[Stored data entries]
########
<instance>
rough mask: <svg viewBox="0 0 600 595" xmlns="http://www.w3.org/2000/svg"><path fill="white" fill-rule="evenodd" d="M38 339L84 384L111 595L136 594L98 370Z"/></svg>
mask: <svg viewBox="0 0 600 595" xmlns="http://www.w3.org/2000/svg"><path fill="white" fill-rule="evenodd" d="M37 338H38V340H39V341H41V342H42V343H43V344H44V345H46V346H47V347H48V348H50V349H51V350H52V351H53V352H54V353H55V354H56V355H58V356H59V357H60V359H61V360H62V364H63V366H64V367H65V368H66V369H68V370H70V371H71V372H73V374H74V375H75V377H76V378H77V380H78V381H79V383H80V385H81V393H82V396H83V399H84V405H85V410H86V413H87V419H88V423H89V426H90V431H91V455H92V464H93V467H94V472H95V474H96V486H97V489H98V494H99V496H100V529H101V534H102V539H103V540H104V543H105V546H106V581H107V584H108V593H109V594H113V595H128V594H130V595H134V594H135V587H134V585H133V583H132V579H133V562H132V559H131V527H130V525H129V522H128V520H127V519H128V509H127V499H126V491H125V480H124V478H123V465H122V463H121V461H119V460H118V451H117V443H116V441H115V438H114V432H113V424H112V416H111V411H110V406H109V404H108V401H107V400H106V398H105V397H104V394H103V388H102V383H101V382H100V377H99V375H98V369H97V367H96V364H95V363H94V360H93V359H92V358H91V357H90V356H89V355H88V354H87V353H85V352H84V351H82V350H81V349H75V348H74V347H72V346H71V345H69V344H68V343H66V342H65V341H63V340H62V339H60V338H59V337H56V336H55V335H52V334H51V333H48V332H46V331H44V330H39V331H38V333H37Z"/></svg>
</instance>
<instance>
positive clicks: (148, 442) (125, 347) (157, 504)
########
→ Task to carry out
Reproduce all of the material above, changing "rough mask" to "coarse mask" and leaving every other character as it is.

→ Answer to the problem
<instance>
coarse mask: <svg viewBox="0 0 600 595" xmlns="http://www.w3.org/2000/svg"><path fill="white" fill-rule="evenodd" d="M38 339L84 384L111 595L136 594L98 370Z"/></svg>
mask: <svg viewBox="0 0 600 595" xmlns="http://www.w3.org/2000/svg"><path fill="white" fill-rule="evenodd" d="M37 338H38V340H39V341H41V342H42V343H43V344H44V345H46V346H47V347H48V348H50V349H51V350H52V351H53V352H54V353H55V354H56V355H58V356H59V357H60V359H61V360H62V364H63V366H64V367H65V368H66V369H68V370H70V371H71V372H73V374H74V375H75V377H76V378H77V380H78V381H79V383H80V385H81V393H82V396H83V399H84V405H85V410H86V413H87V419H88V423H89V426H90V431H91V455H92V464H93V467H94V472H95V474H96V486H97V489H98V494H99V496H100V529H101V534H102V539H103V540H104V543H105V546H106V581H107V584H108V593H109V594H113V595H128V594H130V595H134V594H135V587H134V585H133V583H132V579H133V562H132V559H131V527H130V525H129V522H128V520H127V519H128V509H127V499H126V491H125V480H124V478H123V465H122V463H121V461H119V460H118V451H117V443H116V441H115V438H114V432H113V424H112V416H111V411H110V406H109V404H108V401H107V400H106V398H105V397H104V394H103V388H102V383H101V382H100V377H99V375H98V369H97V367H96V364H95V363H94V360H93V359H92V358H91V357H90V356H89V355H88V354H87V353H85V352H84V351H82V350H81V349H75V348H74V347H72V346H71V345H69V344H68V343H66V342H65V341H63V340H62V339H60V338H59V337H56V336H55V335H52V334H51V333H48V332H46V331H44V330H39V331H38V333H37Z"/></svg>
</instance>
<instance>
positive clicks: (148, 442) (125, 347) (157, 504)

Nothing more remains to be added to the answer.